*Prompt A*
Answer these from the text below on R for Stata users, one line per answer, marked (i), (ii), (iii):
(i) Which dplyr function matches Stata merge v1, keep(matched)?
(ii) Which package includes the functions pivot_longer and pivot_wider?
(iii) What Stata command is given for reshaping from wide to long?

··· Excerpted text ···

R for Stata users

Join datasets

The packages dplyr uses the SQL concepts of left, right, full, inner, semi, anti and cross joins. The following table gives the correspondence between the Stata commands merge and joinby with the dplyr functions:

Stata merge v1, keep(master matched using)
dplyr full_join(df1, df2, by = "v1")
Stata merge v1, keep(master matched)
dplyr left_join(df1, df2, by = "v1")
Stata merge v1, keep(matched using)
dplyr right_join(df1, df2, by = "v1")
Stata merge v1, keep(matched)
dplyr inner_join(df1, df2, by = "v1")
Stata merge v1, keep(matched) keepusing(v1)
dplyr semi_join(df1, df2, by = "v1")
Stata merge v1, keep(master) keepusing(v1)
dplyr anti_join(df1, df2)
Stata crossby
dplyr cross_join(df1, df2)

Wen there are multiple matches both in the master and using datasets, these functions create all combinations of rows, similarly to Stata joinby (and contrary to Stata merge m:m).


Append datasets

To append one dataset to another:

Stata append using "using.dta"
dplyr row_binds(df1, df2)

When string columns are append too numeric columns, Stata returns an error (and with the option force, it replaces the using dataset to missing values). In contrast, in R, columns with different types are coerced to their higher type (logical < strings < int < real < character).


Reshape datasets

The package tidyr includes the functions pivot_longer and pivot_wider that alternate between wide and long datasets.


From wide to long

dfwide –> dflong
 id stub1 stub2
1  4.1    4.5
2  4.5    3.0
–> id variable value
1 stub1     4.1
1 stub2     4.5
2 stub1     3.3
2 stub2     3.0
Stata reshape long stub, i(id) j(variable) string
tidyr pivot_longer(dfwide, starts_with("stub"), names_to = "variable", values_to = "value")

The names in red specify the name of new variables. While reshape long requires to specify both the variable to reshape and the key variables, picot_longer only requires to specify the variables to reshape - the key variable are inferred to be the remaining ones.


From long to wide

dflong –> dfwide
id variable value
1 stub1     4.1
1 stub2     4.5
2 stub1     3.3
2 stub2     3.0
–>  id stub1 stub2
1  4.1    4.5
2  4.5    3.0
Stata reshape wide value, i(i) j(variable) string
tidyr pivot_wider(dflong, names_from = variable, values_from = value)

··· Task data ···

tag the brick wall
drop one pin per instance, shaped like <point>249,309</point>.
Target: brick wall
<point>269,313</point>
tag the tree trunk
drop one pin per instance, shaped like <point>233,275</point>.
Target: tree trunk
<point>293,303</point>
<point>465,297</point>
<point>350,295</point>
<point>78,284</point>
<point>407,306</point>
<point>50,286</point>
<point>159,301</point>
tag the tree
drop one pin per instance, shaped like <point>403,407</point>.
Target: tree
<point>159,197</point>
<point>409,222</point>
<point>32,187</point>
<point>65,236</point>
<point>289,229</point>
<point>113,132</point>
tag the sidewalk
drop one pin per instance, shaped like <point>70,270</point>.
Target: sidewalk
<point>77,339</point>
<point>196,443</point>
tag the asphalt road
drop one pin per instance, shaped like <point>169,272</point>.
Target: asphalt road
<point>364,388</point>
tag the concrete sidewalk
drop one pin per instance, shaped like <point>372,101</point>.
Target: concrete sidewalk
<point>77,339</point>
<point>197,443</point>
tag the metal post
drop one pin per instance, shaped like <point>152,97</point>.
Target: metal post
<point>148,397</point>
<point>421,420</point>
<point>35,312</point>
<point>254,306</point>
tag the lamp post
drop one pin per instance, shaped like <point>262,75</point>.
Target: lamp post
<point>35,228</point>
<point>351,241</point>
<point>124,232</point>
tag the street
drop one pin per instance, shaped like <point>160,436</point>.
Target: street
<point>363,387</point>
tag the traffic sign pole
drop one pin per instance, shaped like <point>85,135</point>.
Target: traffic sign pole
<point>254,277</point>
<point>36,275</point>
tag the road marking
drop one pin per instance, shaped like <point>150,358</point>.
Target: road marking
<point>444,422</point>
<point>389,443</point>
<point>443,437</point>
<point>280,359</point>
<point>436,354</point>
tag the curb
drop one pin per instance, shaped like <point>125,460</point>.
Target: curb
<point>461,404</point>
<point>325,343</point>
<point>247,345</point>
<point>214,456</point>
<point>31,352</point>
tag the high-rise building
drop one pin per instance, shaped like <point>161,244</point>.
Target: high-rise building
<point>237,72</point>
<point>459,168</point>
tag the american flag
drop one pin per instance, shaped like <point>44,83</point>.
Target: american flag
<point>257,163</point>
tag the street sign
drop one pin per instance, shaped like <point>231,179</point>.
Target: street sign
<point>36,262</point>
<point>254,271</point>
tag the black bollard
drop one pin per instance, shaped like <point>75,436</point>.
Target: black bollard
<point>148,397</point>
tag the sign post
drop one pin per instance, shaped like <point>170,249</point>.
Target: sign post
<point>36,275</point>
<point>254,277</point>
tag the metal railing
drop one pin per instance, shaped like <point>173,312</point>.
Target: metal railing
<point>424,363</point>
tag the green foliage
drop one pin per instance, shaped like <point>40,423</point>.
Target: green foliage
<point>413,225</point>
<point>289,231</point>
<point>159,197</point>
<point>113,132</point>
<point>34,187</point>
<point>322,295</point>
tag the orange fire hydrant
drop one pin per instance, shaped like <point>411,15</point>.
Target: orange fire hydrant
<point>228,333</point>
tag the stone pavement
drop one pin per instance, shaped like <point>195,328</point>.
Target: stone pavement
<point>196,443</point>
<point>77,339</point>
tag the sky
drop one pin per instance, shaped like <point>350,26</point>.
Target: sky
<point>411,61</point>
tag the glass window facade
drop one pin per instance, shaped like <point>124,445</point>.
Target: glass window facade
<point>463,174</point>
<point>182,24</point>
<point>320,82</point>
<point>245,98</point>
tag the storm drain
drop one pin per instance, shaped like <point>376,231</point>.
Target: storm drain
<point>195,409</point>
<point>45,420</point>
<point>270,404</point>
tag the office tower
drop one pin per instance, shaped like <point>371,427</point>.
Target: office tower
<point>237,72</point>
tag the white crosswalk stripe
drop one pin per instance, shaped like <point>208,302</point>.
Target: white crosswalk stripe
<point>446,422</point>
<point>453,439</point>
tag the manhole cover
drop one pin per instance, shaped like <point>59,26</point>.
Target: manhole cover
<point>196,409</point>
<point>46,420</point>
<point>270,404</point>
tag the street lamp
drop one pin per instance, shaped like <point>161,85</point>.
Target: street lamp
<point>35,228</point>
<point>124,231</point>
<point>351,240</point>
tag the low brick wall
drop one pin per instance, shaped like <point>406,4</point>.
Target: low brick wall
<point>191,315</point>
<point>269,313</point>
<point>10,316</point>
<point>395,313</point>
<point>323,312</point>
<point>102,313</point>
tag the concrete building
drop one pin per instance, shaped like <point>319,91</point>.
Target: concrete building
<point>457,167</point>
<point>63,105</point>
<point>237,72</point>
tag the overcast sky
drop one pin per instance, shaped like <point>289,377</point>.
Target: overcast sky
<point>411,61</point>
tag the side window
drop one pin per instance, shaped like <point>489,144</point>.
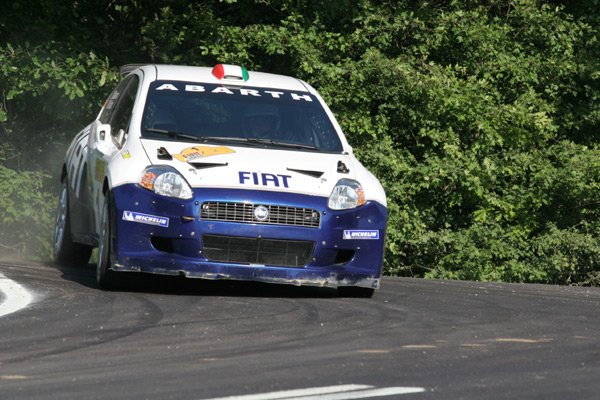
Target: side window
<point>111,102</point>
<point>121,116</point>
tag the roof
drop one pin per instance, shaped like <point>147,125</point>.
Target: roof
<point>204,74</point>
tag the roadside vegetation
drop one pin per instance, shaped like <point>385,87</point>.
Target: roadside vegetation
<point>481,118</point>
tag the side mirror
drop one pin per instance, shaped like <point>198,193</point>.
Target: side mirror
<point>103,138</point>
<point>120,138</point>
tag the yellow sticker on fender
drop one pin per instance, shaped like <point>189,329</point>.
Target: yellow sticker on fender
<point>196,152</point>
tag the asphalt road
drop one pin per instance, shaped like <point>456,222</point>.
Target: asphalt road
<point>186,339</point>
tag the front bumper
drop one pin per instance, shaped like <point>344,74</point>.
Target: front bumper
<point>163,235</point>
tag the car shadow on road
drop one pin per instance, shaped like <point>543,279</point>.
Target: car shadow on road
<point>178,285</point>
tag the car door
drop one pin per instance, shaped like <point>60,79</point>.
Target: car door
<point>107,136</point>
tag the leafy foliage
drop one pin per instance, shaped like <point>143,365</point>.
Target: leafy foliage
<point>481,119</point>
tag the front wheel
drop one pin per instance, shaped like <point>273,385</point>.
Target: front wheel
<point>104,275</point>
<point>67,252</point>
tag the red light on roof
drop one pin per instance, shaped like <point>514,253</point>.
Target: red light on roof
<point>218,71</point>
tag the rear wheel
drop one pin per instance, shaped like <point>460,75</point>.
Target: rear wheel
<point>354,291</point>
<point>104,275</point>
<point>67,252</point>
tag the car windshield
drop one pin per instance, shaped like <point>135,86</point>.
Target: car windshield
<point>247,116</point>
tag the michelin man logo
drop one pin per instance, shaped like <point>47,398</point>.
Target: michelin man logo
<point>133,216</point>
<point>360,234</point>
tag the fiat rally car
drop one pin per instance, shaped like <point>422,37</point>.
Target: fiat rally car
<point>220,173</point>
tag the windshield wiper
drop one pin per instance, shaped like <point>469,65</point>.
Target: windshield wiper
<point>285,144</point>
<point>173,134</point>
<point>204,139</point>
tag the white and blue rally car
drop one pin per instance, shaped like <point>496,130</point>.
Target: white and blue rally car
<point>220,173</point>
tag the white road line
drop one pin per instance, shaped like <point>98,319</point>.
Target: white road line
<point>340,392</point>
<point>17,297</point>
<point>363,394</point>
<point>287,394</point>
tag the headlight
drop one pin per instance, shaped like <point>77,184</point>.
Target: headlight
<point>166,181</point>
<point>346,194</point>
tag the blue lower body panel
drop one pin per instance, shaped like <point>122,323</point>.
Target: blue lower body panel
<point>163,235</point>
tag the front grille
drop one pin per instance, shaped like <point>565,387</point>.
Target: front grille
<point>244,212</point>
<point>286,253</point>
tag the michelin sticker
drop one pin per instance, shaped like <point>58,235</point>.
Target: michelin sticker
<point>360,234</point>
<point>196,152</point>
<point>145,219</point>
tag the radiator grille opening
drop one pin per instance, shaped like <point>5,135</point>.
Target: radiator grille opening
<point>276,252</point>
<point>245,212</point>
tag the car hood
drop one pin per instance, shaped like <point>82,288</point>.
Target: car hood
<point>253,168</point>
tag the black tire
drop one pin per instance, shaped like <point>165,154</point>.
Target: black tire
<point>356,292</point>
<point>66,252</point>
<point>105,276</point>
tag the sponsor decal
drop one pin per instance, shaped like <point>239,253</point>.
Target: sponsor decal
<point>100,168</point>
<point>361,234</point>
<point>145,219</point>
<point>261,213</point>
<point>222,90</point>
<point>196,152</point>
<point>264,179</point>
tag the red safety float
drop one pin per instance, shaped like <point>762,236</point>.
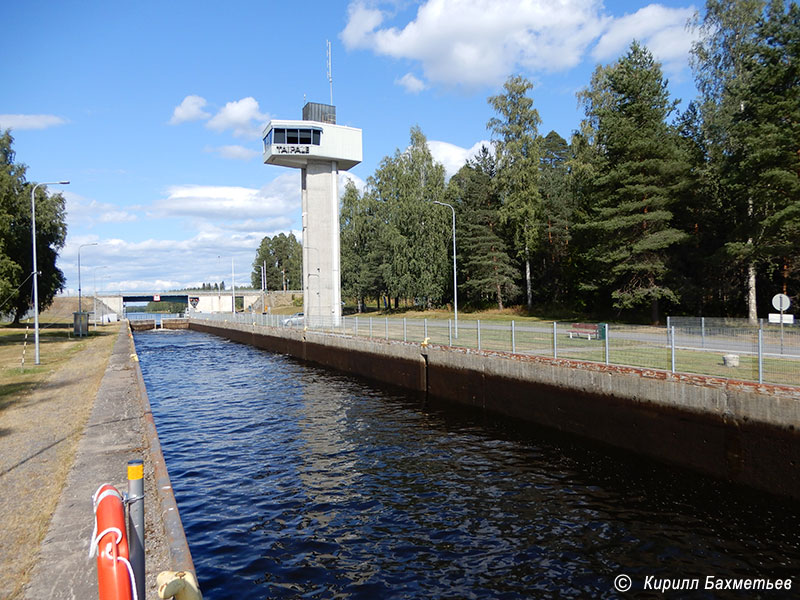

···

*Prompt B*
Render part of the records above as a JSON list of strings, one string per line, with blank lines omitted. Begin at the line containing "tag the michelin man logo" and stop after the line containing "<point>346,194</point>".

*Output A*
(i) inner_join(df1, df2, by = "v1")
(ii) tidyr
(iii) reshape long stub, i(id) j(variable) string

*Output B*
[
  "tag the michelin man logo",
  "drop one pin per instance, shaped like <point>47,398</point>.",
  "Target: michelin man logo",
  "<point>133,216</point>",
  "<point>360,234</point>",
  "tag the fiat rally car",
  "drop one pin per instance, shaped like <point>422,37</point>.",
  "Target: fiat rally car",
  "<point>220,173</point>",
  "tag the windshield wiper",
  "drop one pin per instance, shaped like <point>469,65</point>.",
  "Target: windshield wiper",
  "<point>285,144</point>",
  "<point>173,134</point>",
  "<point>204,139</point>",
  "tag the white and blue rally car",
  "drop one pin per instance, shaped like <point>496,130</point>.",
  "Target: white and blue rally car",
  "<point>220,173</point>",
  "tag the white road line",
  "drop one pin per instance, shaped like <point>98,319</point>.",
  "Target: white road line",
  "<point>340,392</point>",
  "<point>17,297</point>",
  "<point>363,394</point>",
  "<point>287,394</point>",
  "tag the headlight",
  "drop one pin per instance, shaped like <point>77,184</point>.",
  "Target: headlight",
  "<point>166,181</point>",
  "<point>346,194</point>"
]